§ WHAT TO PRODUCE
Copy everything in the listing below, from the line containing "Target: fence rail" down to the end of the listing, both ends included and the requests kept, and add 128 to each number in the point coordinates.

§ TASK DATA

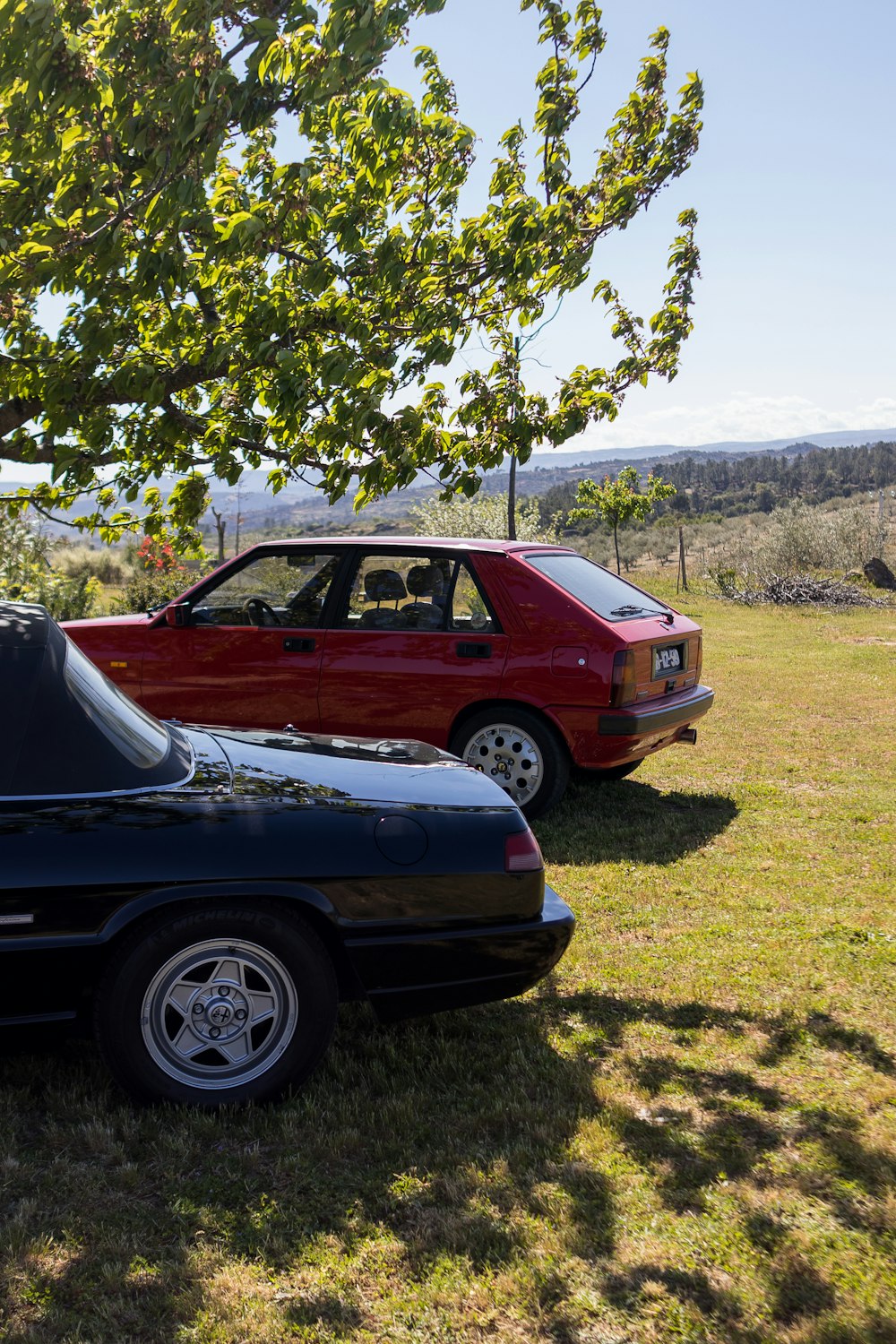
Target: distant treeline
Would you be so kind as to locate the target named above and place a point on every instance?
(758, 481)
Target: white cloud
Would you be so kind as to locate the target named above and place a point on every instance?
(739, 418)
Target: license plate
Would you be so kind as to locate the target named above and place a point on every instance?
(669, 659)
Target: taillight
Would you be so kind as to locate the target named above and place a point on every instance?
(521, 852)
(622, 685)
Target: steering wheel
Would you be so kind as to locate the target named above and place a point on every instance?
(258, 612)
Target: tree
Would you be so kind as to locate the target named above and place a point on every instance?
(616, 503)
(228, 309)
(485, 515)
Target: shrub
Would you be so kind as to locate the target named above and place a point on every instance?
(27, 574)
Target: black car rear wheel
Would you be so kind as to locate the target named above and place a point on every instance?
(220, 1005)
(519, 752)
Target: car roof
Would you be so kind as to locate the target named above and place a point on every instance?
(392, 543)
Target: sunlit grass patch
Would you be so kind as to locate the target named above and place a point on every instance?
(686, 1133)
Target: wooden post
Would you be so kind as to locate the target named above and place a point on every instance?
(683, 573)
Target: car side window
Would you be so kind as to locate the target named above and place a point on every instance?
(469, 610)
(274, 589)
(416, 593)
(398, 593)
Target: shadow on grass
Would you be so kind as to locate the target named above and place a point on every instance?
(435, 1150)
(606, 823)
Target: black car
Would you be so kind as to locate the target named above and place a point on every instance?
(210, 895)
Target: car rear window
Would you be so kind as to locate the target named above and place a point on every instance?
(603, 593)
(134, 733)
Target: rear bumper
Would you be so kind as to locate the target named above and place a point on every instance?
(600, 738)
(662, 718)
(406, 975)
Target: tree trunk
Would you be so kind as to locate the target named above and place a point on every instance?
(512, 502)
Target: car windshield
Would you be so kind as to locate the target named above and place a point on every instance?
(603, 593)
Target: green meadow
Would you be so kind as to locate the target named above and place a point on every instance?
(688, 1133)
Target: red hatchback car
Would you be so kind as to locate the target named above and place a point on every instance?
(521, 659)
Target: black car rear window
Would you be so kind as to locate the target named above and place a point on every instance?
(67, 730)
(603, 593)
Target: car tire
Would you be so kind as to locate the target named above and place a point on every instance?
(522, 753)
(220, 1005)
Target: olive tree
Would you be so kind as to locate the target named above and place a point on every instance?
(231, 306)
(619, 502)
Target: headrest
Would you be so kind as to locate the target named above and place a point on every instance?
(425, 581)
(384, 586)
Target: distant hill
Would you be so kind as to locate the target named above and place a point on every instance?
(300, 505)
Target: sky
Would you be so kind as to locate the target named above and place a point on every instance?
(794, 185)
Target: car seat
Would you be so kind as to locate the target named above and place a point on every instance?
(383, 586)
(424, 581)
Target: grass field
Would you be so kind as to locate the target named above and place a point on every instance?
(686, 1134)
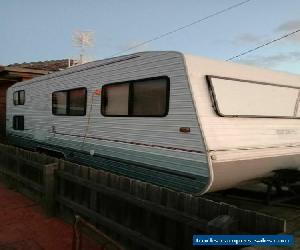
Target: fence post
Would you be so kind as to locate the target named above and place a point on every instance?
(49, 188)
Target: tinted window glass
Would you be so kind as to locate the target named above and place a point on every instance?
(19, 97)
(18, 122)
(115, 99)
(69, 102)
(147, 97)
(77, 101)
(59, 103)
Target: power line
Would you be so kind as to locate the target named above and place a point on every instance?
(263, 45)
(182, 27)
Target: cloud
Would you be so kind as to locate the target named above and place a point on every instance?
(290, 26)
(272, 61)
(133, 44)
(248, 38)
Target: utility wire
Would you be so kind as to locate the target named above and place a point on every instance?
(263, 45)
(182, 27)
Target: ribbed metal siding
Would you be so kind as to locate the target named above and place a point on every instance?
(155, 131)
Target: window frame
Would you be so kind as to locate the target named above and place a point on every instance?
(218, 110)
(18, 100)
(15, 117)
(130, 95)
(68, 101)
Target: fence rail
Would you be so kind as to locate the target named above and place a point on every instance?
(137, 214)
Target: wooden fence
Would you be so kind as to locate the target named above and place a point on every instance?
(135, 213)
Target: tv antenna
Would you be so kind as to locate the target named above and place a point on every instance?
(83, 40)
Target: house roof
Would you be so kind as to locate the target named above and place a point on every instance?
(50, 66)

§ ANSWER FOR THE TASK
Target: fence rail
Would you be so kind as to locate the target named above and place a point on every instance?
(265, 342)
Target: wooden fence
Would you be so kind as to locate the target named above and place a point on every instance?
(263, 341)
Target: tv antenna
Would you be so kind as to locate the target named above and place a point on every instance?
(211, 168)
Target: house roof
Would you be so kind as to locate the target named above and place a point on every instance?
(178, 194)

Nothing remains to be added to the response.